#### PROBLEMA PROPOSTO A:
Responda, com base na crônica «Farinha regada», às perguntas abaixo, cada resposta em uma linha marcada como a pergunta:
(i) Em que mês e ano ocorreu a visita ao Francisquinho e aos seus?
(ii) Em que lugar aconteceu essa visita?
(iii) Que bebida o pai do aniversariante servia às crianças?
#### PROBLEMA PROPOSTO B:
Reescreva em forma de lista o parágrafo da crônica «Farinha regada» que começa com "Foi assim: cheguei cedo", mantendo os fatos principais.
#### PROBLEMA PROPOSTO C:
Dê continuidade à crônica «Farinha regada» a partir da última frase apresentada.

#### TRECHO DO DOCUMENTO:

──────────────────────────────

Ramalhete de "causos"


Farinha regada

José Ronaldo dos Santos
Em 1981, em pleno mês de agosto, quando sabiás – dos pretos!- faziam festa nas caneleiras, fui fazer uma visita ao Francisquinho e aos seus, no Sertão do Ubatumirim. Cheguei cedo e vivi um dia intenso naquele lugar. Comecei este texto assim (recordando-me de um dia relativamente distante) porque, nesse final de semana, participando de uma festa de aniversário, presenciei um fato que despertou reminiscências daquela fabulosa família.

Foi assim: cheguei cedo, quando no local uma dúzia de crianças se divertia de pega-pega. De vez em quando o pai do aniversariante servia a todos uma rodada de suco de groselha. Crianças continuaram chegando. O calor era intenso; não parava cheio o caldeirão de groselha. A sede era tamanha que tudo parecia um conta-gotas se esgotando infinitamente em tijolos secos. E tome mais uma vasilha do suco! E mais uma! E outra!

──────────────────────────────

(Linhas de um conjunto de dados de apontamento)
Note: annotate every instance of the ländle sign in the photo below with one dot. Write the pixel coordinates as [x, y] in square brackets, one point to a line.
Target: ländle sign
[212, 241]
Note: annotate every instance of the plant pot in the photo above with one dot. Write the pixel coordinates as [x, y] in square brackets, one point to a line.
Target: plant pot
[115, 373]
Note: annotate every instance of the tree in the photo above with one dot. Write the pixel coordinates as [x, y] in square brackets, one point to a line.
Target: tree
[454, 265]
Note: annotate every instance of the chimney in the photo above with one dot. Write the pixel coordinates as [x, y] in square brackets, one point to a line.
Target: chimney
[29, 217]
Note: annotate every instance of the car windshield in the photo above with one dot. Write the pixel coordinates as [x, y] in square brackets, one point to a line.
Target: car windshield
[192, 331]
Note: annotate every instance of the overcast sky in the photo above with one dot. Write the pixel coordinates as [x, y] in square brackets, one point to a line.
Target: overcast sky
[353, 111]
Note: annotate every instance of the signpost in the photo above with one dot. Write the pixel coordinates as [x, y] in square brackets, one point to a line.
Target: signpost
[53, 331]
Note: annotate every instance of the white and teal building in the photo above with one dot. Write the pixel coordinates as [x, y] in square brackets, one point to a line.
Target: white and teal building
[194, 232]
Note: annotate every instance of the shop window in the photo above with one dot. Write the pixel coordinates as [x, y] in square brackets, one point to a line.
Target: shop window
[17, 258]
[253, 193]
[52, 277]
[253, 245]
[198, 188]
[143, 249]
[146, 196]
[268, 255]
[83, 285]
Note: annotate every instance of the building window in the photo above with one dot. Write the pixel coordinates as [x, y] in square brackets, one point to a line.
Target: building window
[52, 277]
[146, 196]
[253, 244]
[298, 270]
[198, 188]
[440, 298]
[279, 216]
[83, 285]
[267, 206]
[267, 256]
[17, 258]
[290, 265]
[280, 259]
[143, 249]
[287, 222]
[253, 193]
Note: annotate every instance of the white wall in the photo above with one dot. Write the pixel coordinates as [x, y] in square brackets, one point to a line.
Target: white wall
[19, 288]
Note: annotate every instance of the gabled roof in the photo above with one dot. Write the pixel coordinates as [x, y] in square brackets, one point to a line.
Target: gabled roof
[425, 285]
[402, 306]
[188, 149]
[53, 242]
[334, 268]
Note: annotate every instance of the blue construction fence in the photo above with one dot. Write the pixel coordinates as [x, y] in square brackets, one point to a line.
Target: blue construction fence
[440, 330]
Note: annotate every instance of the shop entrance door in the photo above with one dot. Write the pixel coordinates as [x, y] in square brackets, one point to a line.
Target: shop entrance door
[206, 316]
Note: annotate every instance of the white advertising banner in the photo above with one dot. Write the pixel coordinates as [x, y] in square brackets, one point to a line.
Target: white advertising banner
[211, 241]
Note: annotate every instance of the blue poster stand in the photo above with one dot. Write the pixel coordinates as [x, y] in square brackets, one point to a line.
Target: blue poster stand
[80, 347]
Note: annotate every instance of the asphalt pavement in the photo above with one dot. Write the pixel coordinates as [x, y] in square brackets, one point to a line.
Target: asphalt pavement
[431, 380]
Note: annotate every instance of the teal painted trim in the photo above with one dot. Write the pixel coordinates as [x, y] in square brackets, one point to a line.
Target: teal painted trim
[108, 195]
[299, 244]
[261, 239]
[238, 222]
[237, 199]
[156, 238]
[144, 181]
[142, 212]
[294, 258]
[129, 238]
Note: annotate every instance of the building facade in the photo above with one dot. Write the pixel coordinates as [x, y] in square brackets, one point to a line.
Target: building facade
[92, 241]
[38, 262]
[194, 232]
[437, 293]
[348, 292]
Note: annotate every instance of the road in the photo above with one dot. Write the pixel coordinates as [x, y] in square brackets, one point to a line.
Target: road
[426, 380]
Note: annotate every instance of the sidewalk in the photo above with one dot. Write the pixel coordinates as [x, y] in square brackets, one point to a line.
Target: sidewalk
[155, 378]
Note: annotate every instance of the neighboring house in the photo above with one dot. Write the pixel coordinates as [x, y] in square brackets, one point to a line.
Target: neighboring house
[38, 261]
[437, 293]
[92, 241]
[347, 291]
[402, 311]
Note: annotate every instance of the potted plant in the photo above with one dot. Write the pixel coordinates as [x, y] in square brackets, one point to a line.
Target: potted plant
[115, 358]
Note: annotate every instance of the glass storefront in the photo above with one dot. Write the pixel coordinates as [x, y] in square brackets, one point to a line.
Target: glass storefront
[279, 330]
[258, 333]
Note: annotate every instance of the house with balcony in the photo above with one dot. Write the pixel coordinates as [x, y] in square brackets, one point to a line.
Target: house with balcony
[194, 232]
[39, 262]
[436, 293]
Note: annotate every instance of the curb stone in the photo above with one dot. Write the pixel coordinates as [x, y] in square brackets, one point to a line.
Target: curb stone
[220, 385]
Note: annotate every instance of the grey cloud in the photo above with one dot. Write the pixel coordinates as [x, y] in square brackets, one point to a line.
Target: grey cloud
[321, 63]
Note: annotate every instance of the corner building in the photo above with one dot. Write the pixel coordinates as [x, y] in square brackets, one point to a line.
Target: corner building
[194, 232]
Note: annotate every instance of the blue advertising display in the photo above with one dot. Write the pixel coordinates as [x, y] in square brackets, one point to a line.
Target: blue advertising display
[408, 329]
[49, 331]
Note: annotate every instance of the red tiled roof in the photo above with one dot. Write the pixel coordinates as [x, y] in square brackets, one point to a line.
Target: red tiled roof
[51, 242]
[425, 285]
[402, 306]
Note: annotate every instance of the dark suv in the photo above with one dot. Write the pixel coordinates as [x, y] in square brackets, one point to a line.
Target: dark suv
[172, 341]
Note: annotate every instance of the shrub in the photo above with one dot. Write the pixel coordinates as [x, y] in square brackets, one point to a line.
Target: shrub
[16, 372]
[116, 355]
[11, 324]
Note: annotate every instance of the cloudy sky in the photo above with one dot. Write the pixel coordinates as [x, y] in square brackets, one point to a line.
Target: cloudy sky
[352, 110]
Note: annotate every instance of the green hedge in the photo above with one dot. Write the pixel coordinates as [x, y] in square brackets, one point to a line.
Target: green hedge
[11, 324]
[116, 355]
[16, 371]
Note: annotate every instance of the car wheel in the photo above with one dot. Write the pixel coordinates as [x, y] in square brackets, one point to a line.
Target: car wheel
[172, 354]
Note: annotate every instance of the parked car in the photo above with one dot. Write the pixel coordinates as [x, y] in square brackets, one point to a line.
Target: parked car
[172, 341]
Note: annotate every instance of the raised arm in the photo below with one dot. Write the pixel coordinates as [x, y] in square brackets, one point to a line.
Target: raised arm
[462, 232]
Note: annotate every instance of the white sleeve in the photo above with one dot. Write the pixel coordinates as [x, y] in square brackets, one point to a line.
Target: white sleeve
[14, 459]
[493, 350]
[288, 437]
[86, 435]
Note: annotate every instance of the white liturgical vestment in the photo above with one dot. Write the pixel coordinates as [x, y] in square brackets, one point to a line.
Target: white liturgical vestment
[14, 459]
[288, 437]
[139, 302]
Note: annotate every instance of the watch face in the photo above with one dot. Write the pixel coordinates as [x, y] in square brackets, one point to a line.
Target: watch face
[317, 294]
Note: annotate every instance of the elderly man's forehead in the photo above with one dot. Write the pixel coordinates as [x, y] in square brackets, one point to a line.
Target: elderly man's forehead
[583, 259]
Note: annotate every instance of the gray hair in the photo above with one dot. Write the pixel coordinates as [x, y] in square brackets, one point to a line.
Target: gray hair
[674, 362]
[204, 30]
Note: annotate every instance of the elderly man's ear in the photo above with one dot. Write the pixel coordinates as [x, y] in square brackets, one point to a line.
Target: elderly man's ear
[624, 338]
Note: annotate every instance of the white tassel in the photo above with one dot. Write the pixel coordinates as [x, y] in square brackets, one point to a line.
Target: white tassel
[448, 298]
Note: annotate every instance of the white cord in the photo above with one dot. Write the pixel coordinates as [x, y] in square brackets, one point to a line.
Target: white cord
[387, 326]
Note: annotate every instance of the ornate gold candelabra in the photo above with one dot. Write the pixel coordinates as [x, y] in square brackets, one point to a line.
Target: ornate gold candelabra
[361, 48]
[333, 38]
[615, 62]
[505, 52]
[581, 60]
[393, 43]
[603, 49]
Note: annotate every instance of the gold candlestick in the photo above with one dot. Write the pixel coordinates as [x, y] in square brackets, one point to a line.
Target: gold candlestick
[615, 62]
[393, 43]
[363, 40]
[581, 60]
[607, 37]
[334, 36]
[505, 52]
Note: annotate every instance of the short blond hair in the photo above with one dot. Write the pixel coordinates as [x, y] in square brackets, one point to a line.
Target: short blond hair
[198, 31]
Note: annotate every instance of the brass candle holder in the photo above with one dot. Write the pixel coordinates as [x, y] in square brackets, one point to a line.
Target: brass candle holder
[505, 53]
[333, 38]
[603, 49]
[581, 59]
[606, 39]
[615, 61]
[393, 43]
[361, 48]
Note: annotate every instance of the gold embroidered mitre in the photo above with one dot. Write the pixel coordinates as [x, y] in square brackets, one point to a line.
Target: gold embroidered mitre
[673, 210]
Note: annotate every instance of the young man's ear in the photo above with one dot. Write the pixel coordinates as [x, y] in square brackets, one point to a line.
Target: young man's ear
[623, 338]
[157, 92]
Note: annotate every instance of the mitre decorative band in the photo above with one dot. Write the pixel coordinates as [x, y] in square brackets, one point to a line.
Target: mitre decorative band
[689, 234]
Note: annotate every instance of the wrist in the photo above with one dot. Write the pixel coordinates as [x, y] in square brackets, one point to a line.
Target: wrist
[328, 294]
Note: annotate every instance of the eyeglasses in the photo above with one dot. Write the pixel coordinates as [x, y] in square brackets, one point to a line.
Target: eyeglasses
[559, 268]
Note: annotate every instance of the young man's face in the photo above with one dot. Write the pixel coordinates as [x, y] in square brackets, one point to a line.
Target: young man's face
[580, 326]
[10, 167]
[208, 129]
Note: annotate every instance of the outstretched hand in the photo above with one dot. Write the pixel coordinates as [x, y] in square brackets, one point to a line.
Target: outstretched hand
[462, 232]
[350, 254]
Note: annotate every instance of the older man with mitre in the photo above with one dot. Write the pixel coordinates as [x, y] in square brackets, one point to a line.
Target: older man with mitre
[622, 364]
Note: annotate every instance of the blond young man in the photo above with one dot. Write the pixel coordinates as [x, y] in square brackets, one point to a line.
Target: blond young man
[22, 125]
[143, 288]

──────────────────────────────

#### RESPOSTA DO EXERCÍCIO A:
(i) Em agosto de 1981.
(ii) No Sertão do Ubatumirim.
(iii) Suco de groselha.

#### RESPOSTA DO EXERCÍCIO B:
- A chegada à festa foi cedo, quando uma dúzia de crianças brincava de pega-pega.
- De vez em quando, o pai do aniversariante servia a todos uma rodada de suco de groselha.
- Mais crianças continuaram chegando.
- Com o calor intenso e a sede enorme, o caldeirão de groselha se esvaziava sem parar, e novas vasilhas de suco eram servidas uma após a outra.

#### RESPOSTA DO EXERCÍCIO C:
Desisti de contar, mas afianço que, em pouco mais de meia hora, naquele corre-corre, umas dez viagens de entra-e-sai fez o tal caldeirão. Pensei: assim é festa de pobre: sem guaraná. Confesso que, se tivesse dinheiro, teria ido até o boteco da rua e comprado uns refrigerantes diferentes.

De repente o chefe da casa percebeu que na minha garrafa não havia mais cerveja. De onde estava deu a ordem para me virar; as geladeiras (isopores com gelo) não estavam tão difíceis de serem encontradas. Abri um: só refrigerantes. O segundo... idem. No terceiro estavam as estupidamente geladas. Enquanto saboreava o bendito malte, fiquei refletindo o possível motivo de esconder os refrigerantes da criançada. Nisso vem outra rodada de suco de groselha; eu estava vendo a hora dos pequenos ficarem numa só vermelhidão. Logo chegou o bolo, digo o bolinho. Era bolinho mesmo! Aí apareceram refrigerantes! Todos bateram palmas. Não vi ninguém conseguir tomar mais de um gole da novidade. Era muito líquido para gente miúda; nem espaço havia para bolo. Comeram naquinhos. Só para encurtar: do bolinho ainda ficou mais da metade sobre a mesa enfeitada de papel crepom. Entendi tudo: encher os convidados com groselha foi uma estratégia para economizar nos refrigerantes e no bolo.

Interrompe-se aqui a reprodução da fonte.